Document segment =

----------------

But he took time for an important phone call early Saturday: wishing his daughter in New York a happy Valentine's Day.
"I'm thinking of you all the time," he told her voice mail.
Nine hours later, Lisa Skokowski's phone rang with grimmer news from Australia: Her father was dead, killed in a head-on crash on the Great Ocean Road west of Melbourne.
The crash cut short the life of one of Palm Beach County's premiere land planners, whose work is stamped in suburban landmarks such as PGA National and BallenIsles, as well as downtowns like Jupiter and West Palm Beach and rules for the size of mansions in Gulf Stream.
At 55, Henry "Hank" Skokowski was learning to relax after a lifetime of hard work, his daughter recalled.
"This was a time when my father was the happiest and most at peace that he has ever been in his entire life," said Lisa Skokowski, a restaurant manager and public television news anchor. "He was doing what he deserved to do. He was taking care of himself."
She remembered her father as the workaholic who brought a briefcase to her soccer games. But he also was the caring father who loved diving, lobster fishing, boats and all kinds of music -- "everything from Roy Orbison to the Talking Heads to Enya."

----------------

Available data =
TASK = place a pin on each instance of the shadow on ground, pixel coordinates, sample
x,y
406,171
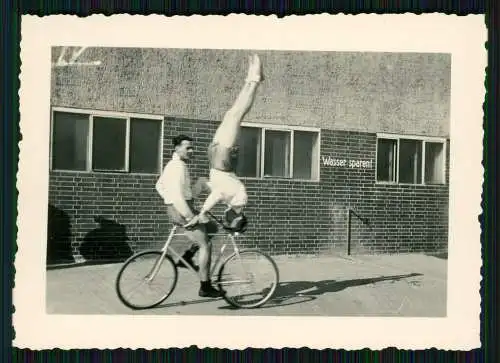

----------------

Exercises =
- A) Answer these questions using the news story above about Hank Skokowski:
(i) On what road did the crash happen?
(ii) How old was Henry Skokowski?
(iii) What two jobs does Lisa Skokowski hold?
- B) Pick up the news story about Hank Skokowski right after its last sentence and keep writing it.

Task results =
- A)
(i) The Great Ocean Road, west of Melbourne.
(ii) 55.
(iii) Restaurant manager and public television news anchor.

- B)
"He is my pillar and my inspiration in life," she said, sobbing.
Anne Booth, a partner with Mr. Skokowski in their West Palm Beach-based company Urban Design Studio, said the vacation was his "trip of a lifetime." He chronicled it in a series of e-mails he signed "Crocodile Hank."
He dived on the Great Barrier Reef, where an octopus got inside his scuba vest. He visited the New Zealand filming location of The Lord of the Rings. In Sydney, he finally visited the shell-shaped opera house that always had been his image of "the other side of the world."
"I feel very privileged to be here looking at it," he wrote in an e-mail Feb. 8, Booth recalled. "I had no expectation of the emotional impact. It just happened."
He was due back at the end of February.
Booth and Lisa Skokowski said consulate officials told them Mr. Skokowski was on a motorcycle when a car hit him head-on. The car driver was in custody, the officials said.
People who knew his work were in shock.
"It's really a tragedy," said Palm Beach Gardens Mayor Eric Jablin, adding that Mr. Skokowski had been the major planner for almost every big project in the city. "I hope people will know that the communities that they're living in were designed by a great guy."
Former West Palm Beach Mayor Nancy Graham said, "It's going to be a great loss to Palm Beach County, but he's certainly left his mark here."
Mr. Skokowski's West Palm Beach projects included the Narcissus Avenue streetscape, featuring artificial palm trees with sailfish-shaped fronds.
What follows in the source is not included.